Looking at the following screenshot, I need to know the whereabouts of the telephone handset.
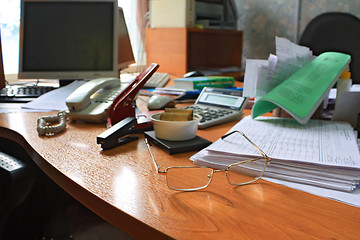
[66,78,121,123]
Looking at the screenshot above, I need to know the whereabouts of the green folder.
[251,52,350,124]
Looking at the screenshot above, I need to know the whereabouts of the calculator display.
[196,88,245,110]
[186,87,247,129]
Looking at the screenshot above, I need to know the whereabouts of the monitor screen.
[19,0,118,79]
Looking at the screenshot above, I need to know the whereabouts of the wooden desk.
[0,109,360,239]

***

## Aufgabenstellung
Geben Sie sämtliche Zeilen aller obigen Einträge als JSON-Liste von Zeichenketten wieder, eine Zeichenkette je Zeile und ohne Leerzeilen. Die Bilder lassen Sie dabei aus.

## Lösung der Übung
[
  "Looking at the following screenshot, I need to know the whereabouts of the telephone handset.",
  "[66,78,121,123]",
  "Looking at the screenshot above, I need to know the whereabouts of the green folder.",
  "[251,52,350,124]",
  "Looking at the screenshot above, I need to know the whereabouts of the calculator display.",
  "[196,88,245,110]",
  "[186,87,247,129]",
  "Looking at the screenshot above, I need to know the whereabouts of the monitor screen.",
  "[19,0,118,79]",
  "Looking at the screenshot above, I need to know the whereabouts of the wooden desk.",
  "[0,109,360,239]"
]